■ **Exercise brief**
Start at the line below containing "Spot the snowfield" and stop at the line containing "Spot the boulder". Repeat every line of that stretch exactly, and nothing outside it.

Saved entries
┌──

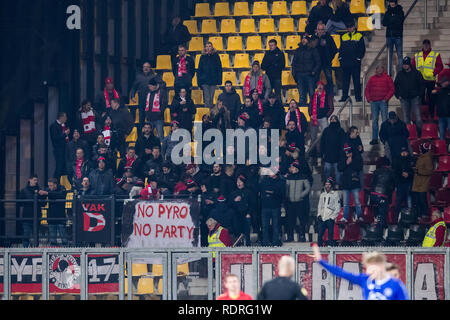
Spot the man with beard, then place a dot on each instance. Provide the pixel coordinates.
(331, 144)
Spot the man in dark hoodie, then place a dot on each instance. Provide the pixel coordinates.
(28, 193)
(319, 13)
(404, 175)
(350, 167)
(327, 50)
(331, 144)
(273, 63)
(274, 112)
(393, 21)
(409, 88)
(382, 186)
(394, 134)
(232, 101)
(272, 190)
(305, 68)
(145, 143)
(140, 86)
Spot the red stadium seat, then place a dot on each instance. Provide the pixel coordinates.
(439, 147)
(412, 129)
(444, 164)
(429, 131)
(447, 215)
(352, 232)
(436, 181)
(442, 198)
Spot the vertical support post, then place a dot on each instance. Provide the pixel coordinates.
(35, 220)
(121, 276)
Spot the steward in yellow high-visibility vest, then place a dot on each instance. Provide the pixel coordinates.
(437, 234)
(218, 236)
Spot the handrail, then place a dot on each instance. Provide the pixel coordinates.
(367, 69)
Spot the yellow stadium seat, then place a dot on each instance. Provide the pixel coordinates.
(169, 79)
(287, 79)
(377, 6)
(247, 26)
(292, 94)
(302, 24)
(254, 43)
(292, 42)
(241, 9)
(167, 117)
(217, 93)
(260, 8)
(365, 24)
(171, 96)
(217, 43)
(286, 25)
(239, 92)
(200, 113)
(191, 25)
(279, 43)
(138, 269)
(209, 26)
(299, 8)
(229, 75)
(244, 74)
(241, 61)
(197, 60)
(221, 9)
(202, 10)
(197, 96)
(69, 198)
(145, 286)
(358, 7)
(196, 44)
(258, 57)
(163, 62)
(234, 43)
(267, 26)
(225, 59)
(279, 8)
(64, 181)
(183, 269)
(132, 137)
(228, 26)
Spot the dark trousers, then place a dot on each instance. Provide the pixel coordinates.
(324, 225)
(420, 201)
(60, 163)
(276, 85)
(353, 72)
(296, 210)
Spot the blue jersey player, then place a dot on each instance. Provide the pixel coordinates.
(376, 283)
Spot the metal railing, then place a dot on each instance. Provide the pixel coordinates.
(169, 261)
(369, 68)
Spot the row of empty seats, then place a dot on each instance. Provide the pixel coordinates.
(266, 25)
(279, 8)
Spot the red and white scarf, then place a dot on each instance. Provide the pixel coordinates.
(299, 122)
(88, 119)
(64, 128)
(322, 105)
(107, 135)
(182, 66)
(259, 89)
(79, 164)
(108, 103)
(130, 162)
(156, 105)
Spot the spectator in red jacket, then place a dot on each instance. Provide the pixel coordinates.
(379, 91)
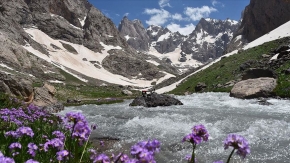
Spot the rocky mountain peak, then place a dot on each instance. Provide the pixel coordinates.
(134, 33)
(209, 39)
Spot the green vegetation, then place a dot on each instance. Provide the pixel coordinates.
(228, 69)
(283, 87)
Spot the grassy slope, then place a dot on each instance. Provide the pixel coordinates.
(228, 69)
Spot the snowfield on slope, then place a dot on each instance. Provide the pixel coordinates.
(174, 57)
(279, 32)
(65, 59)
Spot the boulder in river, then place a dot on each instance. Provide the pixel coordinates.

└──
┌──

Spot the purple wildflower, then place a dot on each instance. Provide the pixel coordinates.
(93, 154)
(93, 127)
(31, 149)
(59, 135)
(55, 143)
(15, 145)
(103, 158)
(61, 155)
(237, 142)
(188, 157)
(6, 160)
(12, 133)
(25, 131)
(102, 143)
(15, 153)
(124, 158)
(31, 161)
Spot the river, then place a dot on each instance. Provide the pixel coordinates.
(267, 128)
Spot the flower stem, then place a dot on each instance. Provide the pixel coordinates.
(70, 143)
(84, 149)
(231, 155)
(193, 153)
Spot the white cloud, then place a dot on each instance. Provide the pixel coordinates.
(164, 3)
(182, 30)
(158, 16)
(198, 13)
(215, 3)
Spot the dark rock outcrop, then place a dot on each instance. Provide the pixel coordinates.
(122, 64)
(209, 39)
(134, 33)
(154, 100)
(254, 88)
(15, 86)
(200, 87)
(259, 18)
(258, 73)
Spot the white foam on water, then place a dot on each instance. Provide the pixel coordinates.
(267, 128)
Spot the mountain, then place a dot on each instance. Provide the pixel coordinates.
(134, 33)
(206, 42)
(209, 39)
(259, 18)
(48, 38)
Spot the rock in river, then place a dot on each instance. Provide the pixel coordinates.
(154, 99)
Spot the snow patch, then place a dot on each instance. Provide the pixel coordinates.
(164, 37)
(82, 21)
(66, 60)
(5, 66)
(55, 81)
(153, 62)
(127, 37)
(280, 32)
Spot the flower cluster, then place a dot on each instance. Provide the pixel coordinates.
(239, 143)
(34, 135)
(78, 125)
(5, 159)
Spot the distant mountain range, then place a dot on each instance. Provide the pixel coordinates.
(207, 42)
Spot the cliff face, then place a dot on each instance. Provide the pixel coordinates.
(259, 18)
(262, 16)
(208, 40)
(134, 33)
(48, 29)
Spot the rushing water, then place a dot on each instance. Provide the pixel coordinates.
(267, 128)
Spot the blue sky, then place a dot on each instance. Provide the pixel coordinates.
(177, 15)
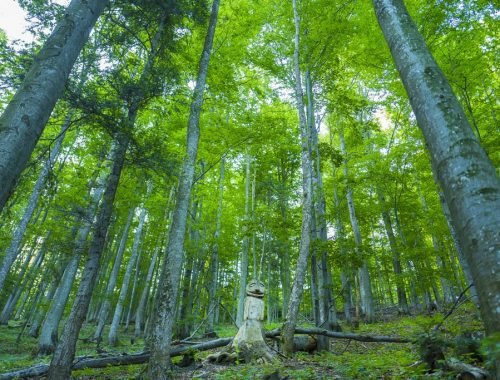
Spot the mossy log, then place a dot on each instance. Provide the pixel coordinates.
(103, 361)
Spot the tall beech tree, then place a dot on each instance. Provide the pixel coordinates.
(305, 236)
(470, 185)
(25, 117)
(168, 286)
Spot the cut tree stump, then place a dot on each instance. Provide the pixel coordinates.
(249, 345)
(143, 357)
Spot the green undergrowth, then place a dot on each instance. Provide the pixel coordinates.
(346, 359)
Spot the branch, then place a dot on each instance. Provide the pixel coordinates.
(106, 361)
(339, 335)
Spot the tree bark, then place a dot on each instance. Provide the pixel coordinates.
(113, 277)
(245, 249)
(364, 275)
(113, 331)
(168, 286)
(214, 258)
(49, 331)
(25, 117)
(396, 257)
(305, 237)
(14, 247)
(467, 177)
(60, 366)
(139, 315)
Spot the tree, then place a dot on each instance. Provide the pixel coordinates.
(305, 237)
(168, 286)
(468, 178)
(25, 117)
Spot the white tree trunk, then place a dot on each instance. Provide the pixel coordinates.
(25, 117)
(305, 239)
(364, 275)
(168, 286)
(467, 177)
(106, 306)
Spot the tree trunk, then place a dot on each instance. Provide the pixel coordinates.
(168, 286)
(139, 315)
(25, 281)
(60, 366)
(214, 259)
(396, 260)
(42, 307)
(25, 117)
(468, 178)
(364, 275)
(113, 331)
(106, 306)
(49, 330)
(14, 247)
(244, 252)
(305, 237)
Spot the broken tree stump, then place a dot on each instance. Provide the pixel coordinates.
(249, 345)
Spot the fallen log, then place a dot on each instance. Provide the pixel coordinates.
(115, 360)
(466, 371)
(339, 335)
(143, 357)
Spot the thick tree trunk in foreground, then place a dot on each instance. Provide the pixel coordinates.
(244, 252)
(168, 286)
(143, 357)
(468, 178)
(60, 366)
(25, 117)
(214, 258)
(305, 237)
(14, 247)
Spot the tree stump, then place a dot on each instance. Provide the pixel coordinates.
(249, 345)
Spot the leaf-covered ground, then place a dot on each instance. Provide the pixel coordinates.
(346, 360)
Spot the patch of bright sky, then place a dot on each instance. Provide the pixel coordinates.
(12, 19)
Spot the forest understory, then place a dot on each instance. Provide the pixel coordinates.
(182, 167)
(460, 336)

└──

■ **Reply to the exercise**
Spot the snowfield on slope, then place a dot on each instance. Provide the pixel coordinates.
(174, 57)
(279, 32)
(65, 59)
Spot the boulder in river, then place a dot on each instance. Provide the pixel coordinates.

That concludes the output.